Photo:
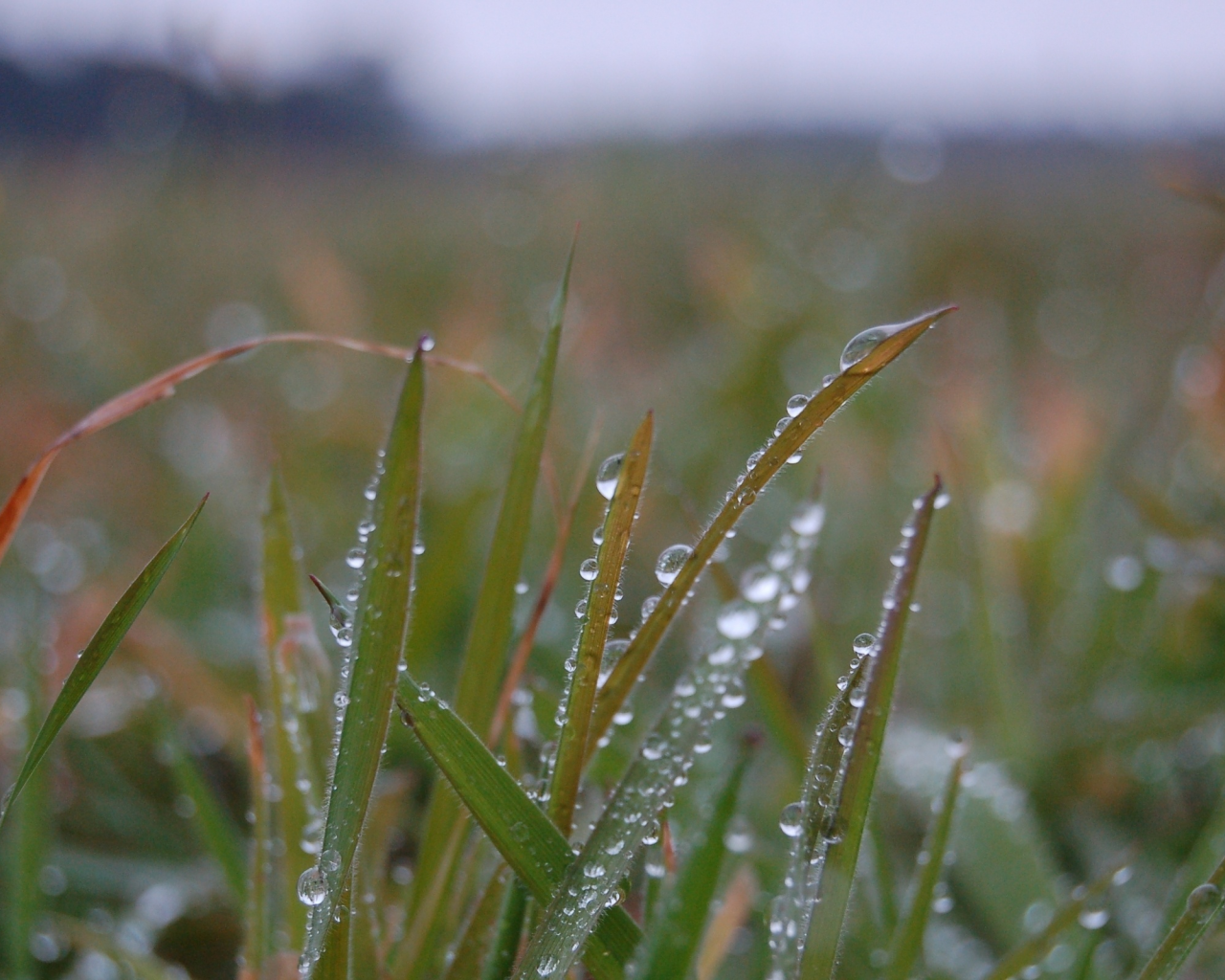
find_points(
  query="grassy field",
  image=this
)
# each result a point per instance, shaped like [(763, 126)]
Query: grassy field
[(1071, 613)]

————————

## Your instructions
Send back every line of the listing exactly. Omit the images.

## Expected answer
Photo:
find_points(
  query="grassy field",
  image=this
)
# each result a point per instance, shaped like [(763, 126)]
Query: grassy field
[(1071, 613)]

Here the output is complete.